▸ **Direction**:
Every line below must be reproduced exactly. Copy them all.

▸ **Items listed in a dataset**:
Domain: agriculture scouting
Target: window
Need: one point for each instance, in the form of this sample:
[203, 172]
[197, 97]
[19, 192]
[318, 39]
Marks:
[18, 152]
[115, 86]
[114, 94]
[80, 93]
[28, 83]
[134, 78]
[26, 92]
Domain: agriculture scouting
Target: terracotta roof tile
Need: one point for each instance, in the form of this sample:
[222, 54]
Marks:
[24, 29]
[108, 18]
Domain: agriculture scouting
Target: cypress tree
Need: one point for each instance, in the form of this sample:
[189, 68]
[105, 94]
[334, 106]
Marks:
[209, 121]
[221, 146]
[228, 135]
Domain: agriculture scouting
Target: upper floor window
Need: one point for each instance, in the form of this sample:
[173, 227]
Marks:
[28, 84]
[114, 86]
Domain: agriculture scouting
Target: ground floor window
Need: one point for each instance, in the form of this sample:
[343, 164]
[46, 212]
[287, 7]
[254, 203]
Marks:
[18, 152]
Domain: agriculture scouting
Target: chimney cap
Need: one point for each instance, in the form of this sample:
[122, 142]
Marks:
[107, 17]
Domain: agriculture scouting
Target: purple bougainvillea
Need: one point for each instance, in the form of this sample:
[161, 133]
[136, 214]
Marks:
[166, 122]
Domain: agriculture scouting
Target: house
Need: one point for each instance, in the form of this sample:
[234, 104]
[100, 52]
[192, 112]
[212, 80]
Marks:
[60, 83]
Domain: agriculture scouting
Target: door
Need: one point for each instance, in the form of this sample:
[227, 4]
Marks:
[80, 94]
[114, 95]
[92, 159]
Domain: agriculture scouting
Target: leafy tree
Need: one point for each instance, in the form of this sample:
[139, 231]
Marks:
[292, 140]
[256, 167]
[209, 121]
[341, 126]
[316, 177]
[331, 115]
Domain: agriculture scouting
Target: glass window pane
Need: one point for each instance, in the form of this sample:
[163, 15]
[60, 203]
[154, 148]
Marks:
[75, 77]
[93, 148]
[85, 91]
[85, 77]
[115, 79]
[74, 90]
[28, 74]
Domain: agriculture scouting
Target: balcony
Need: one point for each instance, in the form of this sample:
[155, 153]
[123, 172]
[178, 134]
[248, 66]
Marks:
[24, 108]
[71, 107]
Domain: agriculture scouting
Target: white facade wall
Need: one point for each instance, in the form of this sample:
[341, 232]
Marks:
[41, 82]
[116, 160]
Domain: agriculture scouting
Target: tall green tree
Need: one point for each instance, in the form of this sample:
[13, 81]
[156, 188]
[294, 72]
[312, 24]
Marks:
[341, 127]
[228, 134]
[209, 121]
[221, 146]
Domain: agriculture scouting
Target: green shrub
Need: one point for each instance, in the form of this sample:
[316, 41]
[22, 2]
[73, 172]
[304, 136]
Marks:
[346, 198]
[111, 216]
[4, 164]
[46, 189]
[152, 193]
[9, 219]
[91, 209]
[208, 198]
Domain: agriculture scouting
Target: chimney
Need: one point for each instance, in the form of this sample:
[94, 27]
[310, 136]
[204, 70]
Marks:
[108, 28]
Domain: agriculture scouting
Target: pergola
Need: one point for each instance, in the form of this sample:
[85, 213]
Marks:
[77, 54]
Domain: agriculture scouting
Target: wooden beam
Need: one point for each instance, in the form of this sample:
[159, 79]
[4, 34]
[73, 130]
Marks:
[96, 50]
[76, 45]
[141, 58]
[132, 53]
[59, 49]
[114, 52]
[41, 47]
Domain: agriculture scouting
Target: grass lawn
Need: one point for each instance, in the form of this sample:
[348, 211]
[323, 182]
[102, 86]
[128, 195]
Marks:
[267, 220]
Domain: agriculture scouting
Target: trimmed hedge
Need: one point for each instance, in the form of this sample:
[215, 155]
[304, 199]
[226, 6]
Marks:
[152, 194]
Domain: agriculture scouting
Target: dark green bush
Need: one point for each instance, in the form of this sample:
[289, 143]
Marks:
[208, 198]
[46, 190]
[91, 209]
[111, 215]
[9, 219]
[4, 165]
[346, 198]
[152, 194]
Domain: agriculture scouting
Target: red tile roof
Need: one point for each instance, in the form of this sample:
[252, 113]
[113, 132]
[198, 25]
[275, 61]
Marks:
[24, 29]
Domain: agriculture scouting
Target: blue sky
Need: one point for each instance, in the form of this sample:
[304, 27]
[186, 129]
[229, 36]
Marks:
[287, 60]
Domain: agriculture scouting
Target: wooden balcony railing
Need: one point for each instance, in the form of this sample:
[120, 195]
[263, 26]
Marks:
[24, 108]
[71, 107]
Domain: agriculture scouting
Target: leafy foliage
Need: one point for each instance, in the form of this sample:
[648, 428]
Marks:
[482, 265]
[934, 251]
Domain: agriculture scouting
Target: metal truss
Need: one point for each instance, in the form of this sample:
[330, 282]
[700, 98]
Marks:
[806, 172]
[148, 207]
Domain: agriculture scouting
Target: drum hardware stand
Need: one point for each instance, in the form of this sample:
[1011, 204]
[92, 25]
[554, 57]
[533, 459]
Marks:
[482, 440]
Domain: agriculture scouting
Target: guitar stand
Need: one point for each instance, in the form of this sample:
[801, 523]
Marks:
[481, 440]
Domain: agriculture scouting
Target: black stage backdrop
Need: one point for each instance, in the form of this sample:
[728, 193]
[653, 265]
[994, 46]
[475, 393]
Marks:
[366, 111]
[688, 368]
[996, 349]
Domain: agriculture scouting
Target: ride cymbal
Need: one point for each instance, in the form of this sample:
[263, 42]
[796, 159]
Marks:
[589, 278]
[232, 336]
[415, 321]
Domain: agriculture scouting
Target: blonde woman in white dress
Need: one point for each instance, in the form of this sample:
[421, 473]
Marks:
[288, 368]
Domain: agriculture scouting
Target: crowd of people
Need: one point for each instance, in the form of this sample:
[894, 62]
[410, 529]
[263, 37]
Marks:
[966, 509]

▸ **Solution to the problem**:
Domain: agriculture scouting
Target: window
Need: one point for each instance, in the form of this sample:
[203, 172]
[197, 97]
[19, 192]
[318, 39]
Marks:
[18, 152]
[115, 86]
[114, 94]
[80, 93]
[28, 83]
[134, 78]
[26, 92]
Domain: agriculture scouting
Target: terracotta roof tile
Need: one point for each instance, in the form of this sample:
[222, 54]
Marks:
[24, 29]
[108, 18]
Domain: agriculture scouting
Target: cypress tree
Need: one point for each instance, in the form of this sample:
[189, 68]
[105, 94]
[334, 106]
Marks:
[209, 121]
[221, 146]
[228, 135]
Domain: agriculture scouting
Target: upper floor window
Need: one point for each instance, in the form of this sample:
[173, 227]
Marks:
[28, 84]
[114, 86]
Domain: agriculture scouting
Target: ground floor window
Need: one point for each instance, in the form of this sample:
[343, 164]
[46, 212]
[287, 7]
[254, 203]
Marks:
[18, 152]
Domain: agriculture scouting
Target: chimney cap
Need: one point for each instance, in the form of this sample:
[122, 142]
Marks:
[107, 17]
Domain: agriculture scouting
Target: purple bougainvillea
Need: one point for each instance, in the form of this sample:
[161, 133]
[136, 214]
Marks:
[166, 122]
Domain: agriculture scouting
Target: house
Need: one point for each instance, in the form of this sample:
[234, 104]
[100, 52]
[192, 112]
[212, 80]
Marks:
[60, 83]
Domain: agriculture scouting
Target: door
Need: one point for each instance, in the form of this sample:
[227, 4]
Marks:
[80, 94]
[114, 95]
[92, 159]
Domain: agriculture scouting
Target: leafy tree
Need: one point for each instance, in the form of this sample:
[139, 231]
Marks:
[292, 140]
[256, 167]
[209, 121]
[341, 126]
[316, 177]
[331, 115]
Domain: agriculture scouting
Target: glass window pane
Need: one point for each instance, in the form of this sample:
[163, 15]
[60, 203]
[154, 148]
Marks:
[75, 77]
[93, 148]
[85, 91]
[85, 77]
[115, 79]
[74, 90]
[28, 74]
Domain: agriculture scouting
Target: balcony
Need: one point for each instance, in the form of this sample:
[155, 153]
[123, 172]
[178, 134]
[248, 66]
Marks:
[24, 108]
[71, 107]
Domain: agriculture scouting
Target: white facade wall
Need: one point for each instance, in the form of this sample:
[341, 232]
Marks:
[41, 82]
[116, 160]
Domain: agriculture scouting
Target: tall green tree
Need: one point for each instance, in the form of this sample:
[13, 81]
[156, 188]
[294, 72]
[312, 24]
Marks:
[341, 127]
[228, 134]
[209, 121]
[221, 146]
Domain: agriculture scouting
Target: green shrub
Need: one point for each instance, in the form of this sample:
[316, 41]
[22, 2]
[73, 172]
[304, 136]
Marks:
[346, 198]
[111, 216]
[4, 164]
[46, 189]
[152, 193]
[9, 219]
[91, 209]
[208, 198]
Domain: agriculture scouting
Target: chimney
Need: one point for each instance, in the form of this sample:
[94, 27]
[310, 136]
[204, 70]
Marks:
[108, 28]
Domain: agriculture scouting
Target: pergola
Need: one point for each instance, in the form of this sample:
[85, 213]
Marks:
[77, 54]
Domain: agriculture scouting
Target: wooden beam
Need: one point for each instance, in the form of this sample:
[159, 79]
[4, 34]
[73, 130]
Marks:
[96, 50]
[76, 45]
[141, 58]
[132, 53]
[59, 49]
[114, 52]
[41, 47]
Domain: agriculture scouting
Target: grass lawn
Need: one point for each instance, in the form of this sample:
[348, 211]
[323, 182]
[102, 86]
[128, 195]
Marks:
[267, 220]
Domain: agriculture scouting
Target: trimmed hedge
Need: one point for each instance, in the form of this sample:
[215, 155]
[304, 199]
[226, 6]
Marks:
[152, 194]
Domain: agriculture scouting
Target: dark green bush
Need: one point for each instance, in the form of this sample:
[289, 143]
Marks:
[208, 198]
[46, 190]
[91, 209]
[111, 215]
[9, 219]
[4, 165]
[346, 198]
[152, 194]
Domain: agriculture scouting
Target: red tile roof
Need: one point for each instance, in the form of this sample:
[252, 113]
[113, 132]
[198, 25]
[275, 61]
Marks:
[24, 29]
Domain: agriculture scouting
Target: blue sky
Need: one point for each instance, in the form of this sample:
[304, 27]
[186, 129]
[229, 36]
Marks:
[287, 60]
Domain: agriculture scouting
Target: wooden balcony railing
Need: one point for each instance, in the form of this sample:
[120, 195]
[263, 26]
Marks:
[24, 108]
[71, 107]
Domain: agriculture scouting
Target: leafy foliage
Need: one point for each instance, in the form of this sample:
[648, 428]
Marks:
[482, 265]
[934, 251]
Domain: agriculture scouting
Target: metal truss
Need: one point for each instance, in the form of this sample:
[330, 282]
[700, 98]
Marks:
[806, 172]
[148, 207]
Domain: agriculture scouting
Target: drum hardware stand
Need: one point for each instance, in the form of this sample:
[1011, 204]
[92, 25]
[554, 57]
[533, 459]
Marks:
[482, 440]
Domain: agriculture scouting
Target: guitar stand
Need: one point for each instance, in the form of this sample:
[801, 523]
Marks:
[481, 440]
Domain: agriculture scouting
Target: black stage backdrop
Need: one point for each instance, in the form of this sample:
[728, 193]
[653, 265]
[994, 46]
[475, 393]
Marks:
[366, 111]
[688, 368]
[996, 349]
Domain: agriculture scouting
Target: ride cymbal
Need: one point for each instance, in the form of this sample:
[263, 42]
[796, 159]
Marks:
[589, 278]
[232, 336]
[415, 321]
Domain: agriculture scouting
Target: blonde woman in white dress
Need: one point for each instance, in the form of this sample:
[421, 473]
Marks:
[288, 368]
Domain: agriculture scouting
Target: crowd of people
Need: one point for each instance, in the form of this sample:
[894, 62]
[410, 529]
[263, 37]
Marks:
[966, 509]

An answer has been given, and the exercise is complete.